▶ _Uit te voeren_:
Beantwoord de volgende vragen over de passage hieronder.
(a) Onder welke randnummers is de bestreden handeling in het schriftelijke stuk aangeduid?
(b) Welk artikellid van de Rar schrijft het model voor het bezwaarschrift voor?
(c) Binnen hoeveel dagen moet het bezwaarschrift volgens het eerste lid van artikel 41 van de Rar worden ingediend?

▶ _Gegeven passage_:
━━━━━━

Het Gerecht overweegt hierover als volgt. Het Gerecht stelt vast dat het namens klager ingediende schriftelijke verzoekschrift gelet op zijn inhoud voldoet aan alle vereisten zoals opgenomen in artikel 44, eerste lid, tweede en derde lid, van de Rar. In dit schriftelijke stuk is – onder randnummers 8 en 12 – de bestreden handeling duidelijk aangeduid, en ook zijn de gronden waarop het bezwaar berust alsmede de vordering concreet vermeld. Gelet hierop kan, ook voor verweerder, genoegzaam worden afgeleid dat sprake is van een bezwaarschrift als bedoeld in artikel 43 van de Rar en daarbij is ook voldoende duidelijk waartegen dit bezwaar zich richt. Dat klager zijn bezwaarschrift niet heeft opgemaakt overeenkomstig het model zoals voorgeschreven in artikel 44, lid 4, van de Rar doet hier niet aan af. Het Gerecht heeft het verzoekschrift gelet op zijn inhoud in behandeling genomen als een bezwaarschrift en klager geen hersteltermijn geboden om alsnog een bezwaarschrift in te dienen conform het voorgeschreven model. Reeds nu geen hersteltermijn is geboden door het Gerecht, is er ook geen grond om klager vanwege het gestelde verzuim niet ontvankelijk te verklaren in zijn bezwaar. Hiervoor bestaat gelet op al het voorgaande ook geen aanleiding. Het verweer slaagt niet.
Tijdig bezwaar?
Het Gerecht dient ambtshalve te beoordelen of klager tijdig bezwaar heeft gemaakt tegen de beëindiging van zijn tijdelijke aanstelling. Het Gerecht beantwoord die vraag – met verweerder – ontkennend en overweegt daartoe als volgt.
Op grond van het eerste lid van artikel 41 van de Rar moet het bezwaarschrift worden ingediend binnen dertig dagen na de dag, waarop de aangevallen beschikking of de aangevallen handeling genomen of verricht is.
Op grond van het derde lid van dit artikel wordt hij die bezwaar inbrengt na de hiervoor bepaalde termijn, niet op grond hiervan niet-ontvankelijk verklaard, indien hij ten genoegen van de rechter aantoont, het bezwaar te hebben ingebracht binnen dertig dagen na de dag, waarop hij van de aangevallen beschikking of handeling redelijkerwijs kennis heeft kunnen dragen.

━━━━━━

▶ _Ruwe gegevens_:
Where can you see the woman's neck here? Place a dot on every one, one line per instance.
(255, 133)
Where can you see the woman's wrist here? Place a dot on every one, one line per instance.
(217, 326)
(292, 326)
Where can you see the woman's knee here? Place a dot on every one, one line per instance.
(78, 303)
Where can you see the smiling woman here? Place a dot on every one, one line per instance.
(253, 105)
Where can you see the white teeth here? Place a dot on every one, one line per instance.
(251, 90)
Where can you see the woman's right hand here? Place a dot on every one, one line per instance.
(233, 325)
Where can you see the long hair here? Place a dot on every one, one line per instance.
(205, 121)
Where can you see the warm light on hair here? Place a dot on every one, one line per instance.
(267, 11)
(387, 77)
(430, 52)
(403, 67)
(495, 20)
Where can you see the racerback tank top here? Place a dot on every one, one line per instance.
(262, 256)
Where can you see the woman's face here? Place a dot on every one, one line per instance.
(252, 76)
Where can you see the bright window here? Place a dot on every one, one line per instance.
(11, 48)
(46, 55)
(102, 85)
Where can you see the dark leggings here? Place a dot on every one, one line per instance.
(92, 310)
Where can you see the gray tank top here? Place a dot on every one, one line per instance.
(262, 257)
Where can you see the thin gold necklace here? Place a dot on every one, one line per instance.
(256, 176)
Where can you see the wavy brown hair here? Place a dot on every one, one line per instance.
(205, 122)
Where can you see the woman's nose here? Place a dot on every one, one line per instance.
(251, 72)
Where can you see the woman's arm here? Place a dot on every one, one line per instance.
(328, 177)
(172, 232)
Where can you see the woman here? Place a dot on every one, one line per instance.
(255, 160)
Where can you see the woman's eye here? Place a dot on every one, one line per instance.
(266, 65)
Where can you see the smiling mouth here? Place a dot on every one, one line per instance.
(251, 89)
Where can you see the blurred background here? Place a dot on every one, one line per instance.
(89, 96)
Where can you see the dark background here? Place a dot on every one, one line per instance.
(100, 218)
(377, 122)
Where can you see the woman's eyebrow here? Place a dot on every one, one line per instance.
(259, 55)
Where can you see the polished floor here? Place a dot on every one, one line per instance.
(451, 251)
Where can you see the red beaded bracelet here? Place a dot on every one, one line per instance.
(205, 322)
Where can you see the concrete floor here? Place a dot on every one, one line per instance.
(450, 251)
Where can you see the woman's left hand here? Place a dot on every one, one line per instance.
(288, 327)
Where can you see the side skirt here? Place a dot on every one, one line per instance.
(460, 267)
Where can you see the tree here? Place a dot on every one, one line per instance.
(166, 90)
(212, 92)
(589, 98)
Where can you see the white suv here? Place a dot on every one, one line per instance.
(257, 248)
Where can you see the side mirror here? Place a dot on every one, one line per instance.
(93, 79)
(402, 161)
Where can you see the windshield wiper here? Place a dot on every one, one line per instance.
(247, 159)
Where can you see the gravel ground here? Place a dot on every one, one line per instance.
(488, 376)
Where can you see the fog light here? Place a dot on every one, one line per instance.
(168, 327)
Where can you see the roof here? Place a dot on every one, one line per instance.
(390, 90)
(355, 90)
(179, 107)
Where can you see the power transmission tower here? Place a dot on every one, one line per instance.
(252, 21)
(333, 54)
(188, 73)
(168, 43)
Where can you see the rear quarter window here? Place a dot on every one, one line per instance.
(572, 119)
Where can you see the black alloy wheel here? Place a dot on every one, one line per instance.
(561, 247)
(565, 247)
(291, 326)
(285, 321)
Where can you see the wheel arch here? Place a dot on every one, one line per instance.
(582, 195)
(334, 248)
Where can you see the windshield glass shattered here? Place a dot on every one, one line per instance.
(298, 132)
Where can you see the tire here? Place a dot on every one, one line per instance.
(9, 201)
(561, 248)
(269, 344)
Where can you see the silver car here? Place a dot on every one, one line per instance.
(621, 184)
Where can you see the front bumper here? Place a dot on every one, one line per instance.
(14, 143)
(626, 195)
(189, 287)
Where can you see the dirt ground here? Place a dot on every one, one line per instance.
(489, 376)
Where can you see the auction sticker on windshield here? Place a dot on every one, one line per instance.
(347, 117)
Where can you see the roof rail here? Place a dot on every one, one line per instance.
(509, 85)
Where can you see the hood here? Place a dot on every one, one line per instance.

━━━━━━

▶ _Uitgevoerde taak_:
(a) Onder randnummers 8 en 12.
(b) Artikel 44, lid 4, van de Rar.
(c) Binnen dertig dagen na de dag waarop de aangevallen beschikking of de aangevallen handeling genomen of verricht is.